BEGIN Records for the task
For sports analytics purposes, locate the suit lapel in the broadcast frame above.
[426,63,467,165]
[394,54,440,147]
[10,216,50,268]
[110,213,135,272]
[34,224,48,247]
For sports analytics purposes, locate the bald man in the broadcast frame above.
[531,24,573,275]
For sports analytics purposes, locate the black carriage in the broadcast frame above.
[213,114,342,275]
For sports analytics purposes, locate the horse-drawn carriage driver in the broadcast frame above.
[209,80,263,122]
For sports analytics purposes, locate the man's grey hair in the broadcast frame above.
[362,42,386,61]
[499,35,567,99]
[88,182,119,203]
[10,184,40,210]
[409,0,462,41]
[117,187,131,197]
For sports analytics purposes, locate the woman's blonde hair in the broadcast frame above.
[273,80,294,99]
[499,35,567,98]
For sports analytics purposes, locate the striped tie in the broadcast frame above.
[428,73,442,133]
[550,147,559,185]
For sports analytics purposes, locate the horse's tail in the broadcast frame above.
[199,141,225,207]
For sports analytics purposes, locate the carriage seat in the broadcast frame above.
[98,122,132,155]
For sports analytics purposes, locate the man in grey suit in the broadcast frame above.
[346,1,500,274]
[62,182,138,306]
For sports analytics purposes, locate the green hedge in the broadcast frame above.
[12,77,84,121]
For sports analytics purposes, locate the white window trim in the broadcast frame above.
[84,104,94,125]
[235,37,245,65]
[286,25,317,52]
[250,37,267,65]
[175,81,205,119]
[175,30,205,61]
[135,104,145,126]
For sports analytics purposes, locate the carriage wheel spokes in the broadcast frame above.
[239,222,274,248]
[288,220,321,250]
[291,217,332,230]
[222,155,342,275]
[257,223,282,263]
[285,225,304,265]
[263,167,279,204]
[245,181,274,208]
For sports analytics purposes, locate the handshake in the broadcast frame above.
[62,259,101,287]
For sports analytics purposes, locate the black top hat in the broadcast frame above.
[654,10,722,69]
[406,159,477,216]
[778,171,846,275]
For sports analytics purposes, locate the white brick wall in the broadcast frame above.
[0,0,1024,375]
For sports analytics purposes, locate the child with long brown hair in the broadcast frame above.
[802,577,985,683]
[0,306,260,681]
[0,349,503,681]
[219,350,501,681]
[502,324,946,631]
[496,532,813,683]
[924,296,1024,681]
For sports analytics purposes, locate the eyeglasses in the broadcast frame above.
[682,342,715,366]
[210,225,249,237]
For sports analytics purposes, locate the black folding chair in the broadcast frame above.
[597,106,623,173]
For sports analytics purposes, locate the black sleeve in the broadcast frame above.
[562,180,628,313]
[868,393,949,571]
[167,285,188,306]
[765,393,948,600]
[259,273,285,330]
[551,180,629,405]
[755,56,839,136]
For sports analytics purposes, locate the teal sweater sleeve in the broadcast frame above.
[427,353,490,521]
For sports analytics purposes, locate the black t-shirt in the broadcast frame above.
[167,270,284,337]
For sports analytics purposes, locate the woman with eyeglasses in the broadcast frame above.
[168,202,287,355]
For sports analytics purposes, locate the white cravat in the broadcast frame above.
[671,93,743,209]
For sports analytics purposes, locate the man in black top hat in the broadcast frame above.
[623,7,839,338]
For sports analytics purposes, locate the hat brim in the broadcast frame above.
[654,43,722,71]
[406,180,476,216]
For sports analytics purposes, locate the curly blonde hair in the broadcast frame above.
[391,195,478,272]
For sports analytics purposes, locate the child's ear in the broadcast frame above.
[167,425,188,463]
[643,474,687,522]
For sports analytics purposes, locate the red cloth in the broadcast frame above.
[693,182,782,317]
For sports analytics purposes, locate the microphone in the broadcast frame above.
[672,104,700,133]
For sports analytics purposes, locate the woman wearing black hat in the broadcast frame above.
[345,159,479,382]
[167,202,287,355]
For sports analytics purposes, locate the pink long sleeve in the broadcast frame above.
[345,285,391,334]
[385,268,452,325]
END Records for the task
**Task statement**
Rescale everything from the line containing "For sports analytics purposes, locate the woman's" down to the line containing "[98,122,132,155]", giving only those lines. Repeat each one, requests included, with every box coordinate in the answers multiplied by 1.25 and rounded to a whole number, halves rounding up.

**Full response**
For sports analytics purposes, locate the woman's blonde hair in the broadcast frame above.
[341,100,368,124]
[624,44,709,123]
For sports analytics purposes, locate the striped tie in the broadcast frame above.
[535,91,553,166]
[688,184,699,231]
For sports analytics purposes, locate the horse's tail in the broadcast frame above.
[249,176,281,259]
For sports analytics purposes, locate the carriage seat in the broadcast frame above.
[123,153,165,194]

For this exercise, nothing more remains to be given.